• **Short exercise a**:
Filter the records below and copy out every line that contains the string "palm".

** Start of Source extract **

In fact, he was one of the most prominent rabbis in the world, a New York Times obituary noted, pointing to his magnum opus, a commentary on the Torah (the first five books of the Bible). It was a mammoth work that, as the first liberal Torah commentary published in English for congregational use, has become the standard text in Reform synagogues around the world. The Plaut Commentary, as it is known, spans 1,800 pages, and has sold more than 120,000 copies.
A stalwart of Reform, or liberal Judaism, Plaut (rhymes with doubt) served as rabbi at Toronto's Holy Blossom Temple, the country's largest Reform synagogue, from 1961 to 1977, and thereafter as its senior scholar. While opening channels of dialogue with his Conservative and Orthodox counterparts, who if nothing else respected his intellect, he believed that Jews should free themselves of their insularity and parochialism and engage the larger world, or at least the struggles of those who also have also known prejudice.
That zeal drove him to co-found Toronto's Urban Alliance on Race Relations. From 1978 to 1985, he served as vice-chair of the Ontario Human Rights Commission. He was the first rabbi to become president of the Canadian Jewish Congress. He wrote 25 books, including two novels, and an opera libretto. He received 19 honorary degrees. Inducted into the Order of Canada in 1978, he was promoted to Companion in 1999.
But he never forgot the ego-checking words of a feared but admired cousin back in the old country. "You got everything going for you except that you are intolerably arrogant," cousin Leo told him. "You think you know it all and you are so impressed with yourself that it makes me sick."
Plaut remembered the words verbatim, and they kept him modest. Leo "did a lot for me," he wrote in his autobiography, Unfinished Business.

** End of Source extract **

• **Short exercise b**:
In the text about Plaut, during which years did he serve as rabbi at Toronto's Holy Blossom Temple?

** Start of Listed records **

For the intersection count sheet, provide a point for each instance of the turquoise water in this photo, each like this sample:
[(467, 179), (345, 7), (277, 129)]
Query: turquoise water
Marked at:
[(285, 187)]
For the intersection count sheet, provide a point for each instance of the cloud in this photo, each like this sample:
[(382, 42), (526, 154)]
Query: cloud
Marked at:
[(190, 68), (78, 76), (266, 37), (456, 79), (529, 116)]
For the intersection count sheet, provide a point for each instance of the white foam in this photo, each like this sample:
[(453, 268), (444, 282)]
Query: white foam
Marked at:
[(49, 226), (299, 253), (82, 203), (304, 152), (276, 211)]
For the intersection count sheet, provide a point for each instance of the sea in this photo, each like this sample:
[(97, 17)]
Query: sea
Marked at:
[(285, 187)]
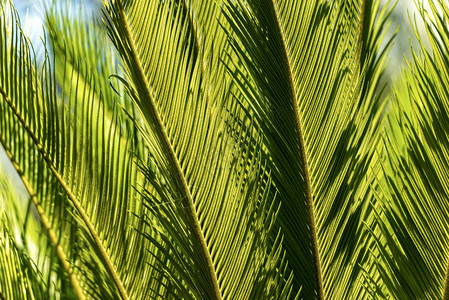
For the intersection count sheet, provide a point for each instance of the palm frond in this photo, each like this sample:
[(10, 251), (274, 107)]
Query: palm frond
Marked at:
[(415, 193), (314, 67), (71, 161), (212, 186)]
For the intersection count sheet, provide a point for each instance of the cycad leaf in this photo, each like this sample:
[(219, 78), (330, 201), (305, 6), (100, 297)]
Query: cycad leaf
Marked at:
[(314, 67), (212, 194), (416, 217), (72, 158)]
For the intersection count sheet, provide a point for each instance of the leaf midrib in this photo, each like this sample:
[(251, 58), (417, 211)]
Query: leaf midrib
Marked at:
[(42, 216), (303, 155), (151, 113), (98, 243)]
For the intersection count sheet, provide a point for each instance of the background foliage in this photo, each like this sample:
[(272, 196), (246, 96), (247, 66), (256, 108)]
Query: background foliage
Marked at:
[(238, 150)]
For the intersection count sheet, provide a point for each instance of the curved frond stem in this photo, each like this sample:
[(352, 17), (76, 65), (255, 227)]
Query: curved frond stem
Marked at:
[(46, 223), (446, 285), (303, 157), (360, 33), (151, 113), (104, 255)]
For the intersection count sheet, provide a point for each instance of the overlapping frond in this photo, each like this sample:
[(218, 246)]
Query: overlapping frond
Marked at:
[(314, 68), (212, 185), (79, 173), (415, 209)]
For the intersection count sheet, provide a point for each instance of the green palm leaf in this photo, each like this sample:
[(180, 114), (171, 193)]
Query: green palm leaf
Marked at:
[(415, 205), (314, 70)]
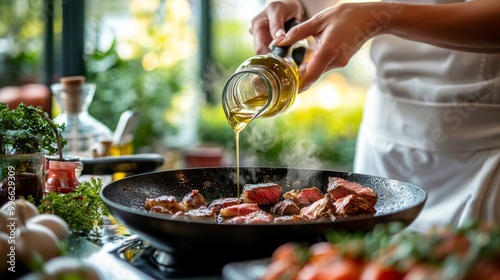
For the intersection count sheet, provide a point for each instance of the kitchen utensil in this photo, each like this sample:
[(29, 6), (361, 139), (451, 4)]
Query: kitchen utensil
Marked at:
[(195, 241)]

** End of Listed records **

• **Exercise solution a**:
For the intersection count sheet, provide a point for each instance of the palm frond in this photo, each like this sample:
Query: palm frond
For the intersection count sheet, provide a point for each instance of the green palm leaf in this photo, each like this sample:
Query: green palm leaf

• **Exercise solution b**:
From 1961 to 1977.